__Required task__.
The entries below are to be written out again without alteration.

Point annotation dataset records
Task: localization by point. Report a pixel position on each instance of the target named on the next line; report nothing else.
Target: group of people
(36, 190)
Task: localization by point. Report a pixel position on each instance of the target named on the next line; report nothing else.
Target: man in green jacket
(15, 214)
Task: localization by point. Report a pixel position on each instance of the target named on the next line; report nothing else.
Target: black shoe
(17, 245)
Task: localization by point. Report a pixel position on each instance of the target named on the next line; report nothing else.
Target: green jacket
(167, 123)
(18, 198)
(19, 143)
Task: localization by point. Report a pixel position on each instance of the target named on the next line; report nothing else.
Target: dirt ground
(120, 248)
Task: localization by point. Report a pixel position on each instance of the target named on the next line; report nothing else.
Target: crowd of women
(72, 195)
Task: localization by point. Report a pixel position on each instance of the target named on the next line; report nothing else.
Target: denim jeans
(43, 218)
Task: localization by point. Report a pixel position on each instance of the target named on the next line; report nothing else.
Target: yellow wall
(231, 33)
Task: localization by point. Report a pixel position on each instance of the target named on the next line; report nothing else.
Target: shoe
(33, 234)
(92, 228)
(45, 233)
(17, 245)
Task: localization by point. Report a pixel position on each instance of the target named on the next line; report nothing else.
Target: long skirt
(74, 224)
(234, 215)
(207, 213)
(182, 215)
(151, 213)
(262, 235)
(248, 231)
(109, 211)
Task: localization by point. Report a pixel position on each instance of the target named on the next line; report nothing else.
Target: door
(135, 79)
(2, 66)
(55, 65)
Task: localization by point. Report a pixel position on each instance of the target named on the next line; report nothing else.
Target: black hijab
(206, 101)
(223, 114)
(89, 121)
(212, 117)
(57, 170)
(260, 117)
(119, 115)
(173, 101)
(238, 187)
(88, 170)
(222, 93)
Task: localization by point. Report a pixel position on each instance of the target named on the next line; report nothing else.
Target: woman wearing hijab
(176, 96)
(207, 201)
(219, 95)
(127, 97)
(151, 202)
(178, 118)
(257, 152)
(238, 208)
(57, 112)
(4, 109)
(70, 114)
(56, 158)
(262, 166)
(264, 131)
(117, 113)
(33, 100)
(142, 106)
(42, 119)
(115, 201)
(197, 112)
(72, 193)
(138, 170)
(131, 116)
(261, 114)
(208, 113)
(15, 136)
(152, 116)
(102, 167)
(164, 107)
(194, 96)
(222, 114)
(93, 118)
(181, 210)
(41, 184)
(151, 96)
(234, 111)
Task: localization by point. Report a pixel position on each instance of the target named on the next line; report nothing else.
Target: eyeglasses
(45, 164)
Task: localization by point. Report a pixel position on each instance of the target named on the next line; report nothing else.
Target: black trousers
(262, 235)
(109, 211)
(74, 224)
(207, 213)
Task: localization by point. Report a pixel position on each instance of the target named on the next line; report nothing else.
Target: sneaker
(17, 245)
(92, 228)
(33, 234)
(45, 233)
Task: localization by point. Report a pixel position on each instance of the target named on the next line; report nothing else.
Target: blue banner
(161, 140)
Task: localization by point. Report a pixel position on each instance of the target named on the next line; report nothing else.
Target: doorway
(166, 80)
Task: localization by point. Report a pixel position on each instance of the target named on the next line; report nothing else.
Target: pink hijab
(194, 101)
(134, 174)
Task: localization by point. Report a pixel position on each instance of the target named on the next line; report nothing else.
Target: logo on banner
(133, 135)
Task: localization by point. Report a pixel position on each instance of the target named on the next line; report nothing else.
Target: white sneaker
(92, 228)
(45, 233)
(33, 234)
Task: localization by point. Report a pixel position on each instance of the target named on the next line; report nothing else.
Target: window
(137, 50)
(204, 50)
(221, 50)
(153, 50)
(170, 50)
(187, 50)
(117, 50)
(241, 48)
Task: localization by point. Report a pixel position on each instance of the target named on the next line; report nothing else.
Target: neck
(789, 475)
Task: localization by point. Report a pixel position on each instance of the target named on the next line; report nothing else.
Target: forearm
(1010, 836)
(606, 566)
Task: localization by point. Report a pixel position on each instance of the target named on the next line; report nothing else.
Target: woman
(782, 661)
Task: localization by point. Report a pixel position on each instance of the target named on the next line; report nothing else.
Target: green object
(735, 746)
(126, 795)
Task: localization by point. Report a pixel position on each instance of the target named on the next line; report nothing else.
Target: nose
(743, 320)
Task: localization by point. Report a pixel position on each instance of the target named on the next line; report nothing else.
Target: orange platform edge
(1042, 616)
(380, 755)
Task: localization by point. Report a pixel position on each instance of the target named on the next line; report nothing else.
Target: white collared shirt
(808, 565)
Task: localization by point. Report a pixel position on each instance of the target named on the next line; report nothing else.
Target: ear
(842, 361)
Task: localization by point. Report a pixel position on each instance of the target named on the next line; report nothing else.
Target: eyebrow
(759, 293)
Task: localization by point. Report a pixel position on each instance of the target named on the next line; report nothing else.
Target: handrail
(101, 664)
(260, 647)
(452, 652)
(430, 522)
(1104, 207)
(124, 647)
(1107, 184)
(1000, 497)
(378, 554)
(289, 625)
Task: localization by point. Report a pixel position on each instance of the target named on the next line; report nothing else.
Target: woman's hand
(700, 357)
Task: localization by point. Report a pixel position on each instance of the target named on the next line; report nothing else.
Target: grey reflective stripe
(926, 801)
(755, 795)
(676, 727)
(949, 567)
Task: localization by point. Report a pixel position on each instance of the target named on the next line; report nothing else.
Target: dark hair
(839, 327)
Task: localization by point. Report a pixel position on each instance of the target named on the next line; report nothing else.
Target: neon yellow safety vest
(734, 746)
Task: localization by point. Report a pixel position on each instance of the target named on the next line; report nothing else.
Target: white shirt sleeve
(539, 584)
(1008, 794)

__Complete answer__.
Task: localization by point. Report a pixel position on each instance of the target named on the next line; report nothing else.
Target: group of people
(36, 190)
Task: localization by point. Report a pixel position on each instance of the target named on the next line; report nothing else.
Target: man in green jacket
(15, 214)
Task: localization by point. Report a pixel position on each instance of the target named on the next line; report nothing else.
Target: black shoe
(17, 245)
Task: localization by point. Report a pixel position on each instance of the target named on the next line; report nothing else.
Target: green jacket
(167, 123)
(18, 198)
(19, 143)
Task: localization by point. Report a pixel position on each instance of the target named on the next line; report nothing else.
Target: dirt ground
(120, 248)
Task: localization by point. Report a pixel position on each instance of the target named on the next line; report nothing else.
Target: crowd of women
(72, 195)
Task: localization by point. Report a pixel position on each instance of the target named on the next line; report nothing else.
Target: denim jeans
(43, 218)
Task: localization by point. Report a pixel position on each instance of the target named on the next line; report nothing else.
Target: yellow wall
(231, 33)
Task: localization by point. Report a pixel position on each instance of the target named on the next line; report nothing else.
Target: shoe
(33, 234)
(92, 228)
(45, 233)
(17, 245)
Task: localization by point. Report a pixel position on each instance of the target named on the next line; report nothing else.
Target: long skirt
(74, 224)
(234, 215)
(207, 213)
(182, 215)
(151, 213)
(262, 235)
(248, 231)
(109, 211)
Task: localization by point. Report a pixel position on each instance of the target named on the next line; report nothing else.
Target: door
(135, 79)
(2, 66)
(55, 65)
Task: localization by point. Report a pixel position on each instance of the target named on the next line; report nothing else.
Target: black hijab
(206, 101)
(223, 114)
(89, 121)
(212, 117)
(57, 170)
(260, 117)
(119, 115)
(173, 101)
(238, 187)
(88, 170)
(222, 93)
Task: localization by point. Report a pixel position on each instance of the target named on the next line; report nothing else.
Target: woman wearing hijab
(176, 96)
(207, 201)
(219, 95)
(127, 97)
(151, 202)
(178, 118)
(257, 152)
(238, 208)
(57, 112)
(4, 109)
(70, 114)
(56, 158)
(262, 166)
(264, 131)
(117, 113)
(33, 100)
(142, 106)
(42, 119)
(115, 201)
(197, 112)
(72, 193)
(138, 170)
(131, 116)
(261, 114)
(208, 113)
(15, 136)
(152, 116)
(102, 167)
(164, 107)
(194, 96)
(222, 114)
(93, 118)
(181, 210)
(41, 184)
(151, 96)
(234, 111)
Task: localization by point. Report a pixel position on each instance of the target named on the next line; report nothing else.
Target: eyeglasses
(45, 164)
Task: localization by point. Report a pixel position on each instance of the target named on the next line; report nothing else.
Target: black trousers
(262, 235)
(109, 211)
(74, 224)
(207, 213)
Task: localization by point. Report a pixel position on each instance of the target named on the next line; report nothing else.
Target: sneaker
(17, 245)
(92, 228)
(33, 234)
(45, 233)
Task: localization by point. Report a pixel position on each instance of the target named on the next line; report nothing else.
Target: blue banner
(161, 140)
Task: localization by point. Report a pixel position on each instance of the target named on the next line; report nothing else.
Target: doorway
(166, 80)
Task: localization by point. Report a pixel position on each instance of the target named on the next line; report nothing else.
Target: pink hijab
(194, 101)
(134, 174)
Task: localization by point. Report a pixel position on each instance of the target named on the next line; report nothing else.
Target: logo on banner
(133, 135)
Task: localization by point. Report a pixel position on each instance of the target named on the next line; report nothing else.
Target: white sneaker
(92, 228)
(45, 233)
(33, 234)
Task: localization by point. Report a pixel position on each instance of the target named on the next line; report nothing else.
Target: window
(137, 50)
(204, 50)
(221, 50)
(153, 50)
(170, 50)
(187, 50)
(117, 50)
(241, 48)
Task: localization by point. Report a pixel position on each instance of the target named on the next line; report nothing else.
Target: neck
(789, 475)
Task: localization by point. Report a pixel position on each instance of the target named on the next line; report nothing else.
Target: forearm
(1010, 836)
(606, 566)
Task: localization by point. Report a pixel position on each instance of the target named on the next line; report nothing else.
Target: woman
(782, 661)
Task: localization by point. Report a pixel position on each instance of the target named on the next line; report nothing else.
Target: green object
(735, 746)
(126, 795)
Task: localization by point. Report a pixel position on each instance of the target named on the next line; report nothing else.
Target: nose
(743, 320)
Task: localization by point. Report a pixel position on each instance of the target named on the next line; report nothing else.
Target: orange platform edge
(1042, 616)
(380, 755)
Task: localization by point. Report a pixel position on each instance of the target named on the next line; report nothing else.
Target: white collared shirt
(808, 565)
Task: localization by point. Report a pixel position on each instance of the target named on the next line; report nothing else.
Target: ear
(842, 361)
Task: localization by point. Report a pixel position on each instance of the target named on the next line; report nothing else.
Target: eyebrow
(759, 293)
Task: localization by point. Report a pixel position on each instance of the target named on the next line; report nothing else.
Target: handrail
(101, 664)
(260, 647)
(452, 652)
(430, 522)
(1104, 207)
(124, 647)
(1107, 184)
(1000, 497)
(378, 554)
(289, 625)
Task: localization by point. Report a pixel position on each instance of the target named on the next line; report nothing else.
Target: woman's hand
(700, 357)
Task: localization by point. Report a pixel position on each instance of the target named on the next line; report nothing else.
Target: grey reflective stripe
(926, 801)
(755, 795)
(676, 727)
(949, 567)
Task: localization by point. Report a pixel position on each instance of the target named on the next line; report nothing else.
Target: dark hair
(839, 327)
Task: localization by point. Report a pixel position on each instance of the target named on the next line; report nothing else.
Target: neon yellow safety vest
(734, 746)
Task: localization by point. Report a pixel position on each instance of the target named on the next line; report nothing else.
Target: white shirt sleeve
(539, 584)
(1008, 794)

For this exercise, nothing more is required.